- **ESTRATTO DEL DOCUMENTO**:
===============
I moti del ’68, il maggio francese, le rivolte nei colleges americani, i movimenti pacifisti, il rifiuto rabbioso della guerra del Vietnam, le ondate di manifestazioni, di scioperi internazionali, le guerriglie urbane come quella di Roma a Valle Giulia, tutti effetti dell’universale desiderio di cambiamento; lavoro, cultura, istruzione, diritto, religione, ruoli e rapporti sociali e familiari, ogni cardine delle vecchie istituzioni viene rimesso in discussione con una contestazione mondiale senza precedenti nella storia.
Tutto viene estremizzato, forti attriti, tensioni sociali, tragiche altalene fra eversione e restaurazione. La contestazione di quegli anni praticamente diventa una contro-cultura “dominante”. Si configura un’egemonia di sinistra, definirsi compagni è anche una moda, oltre che un passpartout. Molti di quei ragazzi in eschimo, jeans, capelli lunghi, orecchino e tatuaggio sono poi diventati, o hanno cercato di diventare, rampanti yuppies, assatanati imprenditori, machiavellici politicanti.
===============
- **IL PROBLEMA**: Quale guerriglia urbana viene citata come esempio nell'estratto sui moti del ’68? Rispondi per favore con una frase.
===============
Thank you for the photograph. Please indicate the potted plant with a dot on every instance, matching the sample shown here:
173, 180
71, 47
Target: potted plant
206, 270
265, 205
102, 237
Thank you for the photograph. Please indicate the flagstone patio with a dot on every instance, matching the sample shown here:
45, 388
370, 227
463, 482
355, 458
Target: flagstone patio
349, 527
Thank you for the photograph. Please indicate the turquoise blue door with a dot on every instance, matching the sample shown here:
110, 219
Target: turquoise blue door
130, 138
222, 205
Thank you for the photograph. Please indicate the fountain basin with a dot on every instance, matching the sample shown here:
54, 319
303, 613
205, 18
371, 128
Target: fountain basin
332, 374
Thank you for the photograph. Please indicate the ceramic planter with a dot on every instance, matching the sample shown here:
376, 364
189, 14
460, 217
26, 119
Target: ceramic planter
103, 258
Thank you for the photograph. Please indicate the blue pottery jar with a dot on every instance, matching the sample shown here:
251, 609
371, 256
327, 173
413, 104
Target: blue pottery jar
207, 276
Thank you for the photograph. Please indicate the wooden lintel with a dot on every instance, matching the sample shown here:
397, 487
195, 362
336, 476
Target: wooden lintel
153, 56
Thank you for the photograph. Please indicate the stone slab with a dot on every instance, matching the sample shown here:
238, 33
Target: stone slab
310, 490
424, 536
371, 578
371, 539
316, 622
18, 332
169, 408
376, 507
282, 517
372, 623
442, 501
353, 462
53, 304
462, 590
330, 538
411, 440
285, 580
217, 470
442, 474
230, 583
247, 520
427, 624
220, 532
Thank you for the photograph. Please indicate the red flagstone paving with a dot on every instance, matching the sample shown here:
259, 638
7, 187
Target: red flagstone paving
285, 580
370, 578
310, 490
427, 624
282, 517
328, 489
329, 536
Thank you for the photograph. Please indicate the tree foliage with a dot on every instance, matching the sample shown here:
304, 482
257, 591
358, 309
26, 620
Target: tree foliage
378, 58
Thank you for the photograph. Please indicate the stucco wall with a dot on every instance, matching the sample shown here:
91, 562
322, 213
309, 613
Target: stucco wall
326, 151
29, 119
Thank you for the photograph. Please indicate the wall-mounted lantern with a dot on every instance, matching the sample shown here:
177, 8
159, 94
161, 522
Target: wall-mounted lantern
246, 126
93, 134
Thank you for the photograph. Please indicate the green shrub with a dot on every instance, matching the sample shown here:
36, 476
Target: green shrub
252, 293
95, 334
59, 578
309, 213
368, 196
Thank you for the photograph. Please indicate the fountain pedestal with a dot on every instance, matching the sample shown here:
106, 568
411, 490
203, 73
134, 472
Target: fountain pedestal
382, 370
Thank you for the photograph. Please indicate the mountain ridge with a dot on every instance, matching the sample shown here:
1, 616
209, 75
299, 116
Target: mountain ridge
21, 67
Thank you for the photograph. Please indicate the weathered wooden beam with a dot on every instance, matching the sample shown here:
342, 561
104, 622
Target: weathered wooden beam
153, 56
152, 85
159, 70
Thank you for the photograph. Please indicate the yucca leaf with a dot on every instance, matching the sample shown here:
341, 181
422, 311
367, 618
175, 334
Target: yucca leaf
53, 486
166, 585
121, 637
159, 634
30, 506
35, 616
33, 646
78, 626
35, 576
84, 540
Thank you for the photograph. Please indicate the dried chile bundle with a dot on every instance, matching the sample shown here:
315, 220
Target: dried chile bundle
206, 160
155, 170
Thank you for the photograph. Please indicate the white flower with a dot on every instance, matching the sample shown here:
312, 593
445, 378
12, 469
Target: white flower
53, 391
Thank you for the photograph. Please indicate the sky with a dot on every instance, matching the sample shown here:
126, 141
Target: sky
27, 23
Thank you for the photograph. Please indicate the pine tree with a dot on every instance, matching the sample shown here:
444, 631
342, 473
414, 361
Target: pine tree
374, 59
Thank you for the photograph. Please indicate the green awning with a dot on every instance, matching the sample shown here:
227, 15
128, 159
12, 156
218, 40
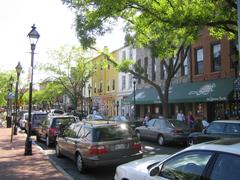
===============
- **RISPOSTA AL COMPITO**: Viene citata la guerriglia urbana di Roma a Valle Giulia.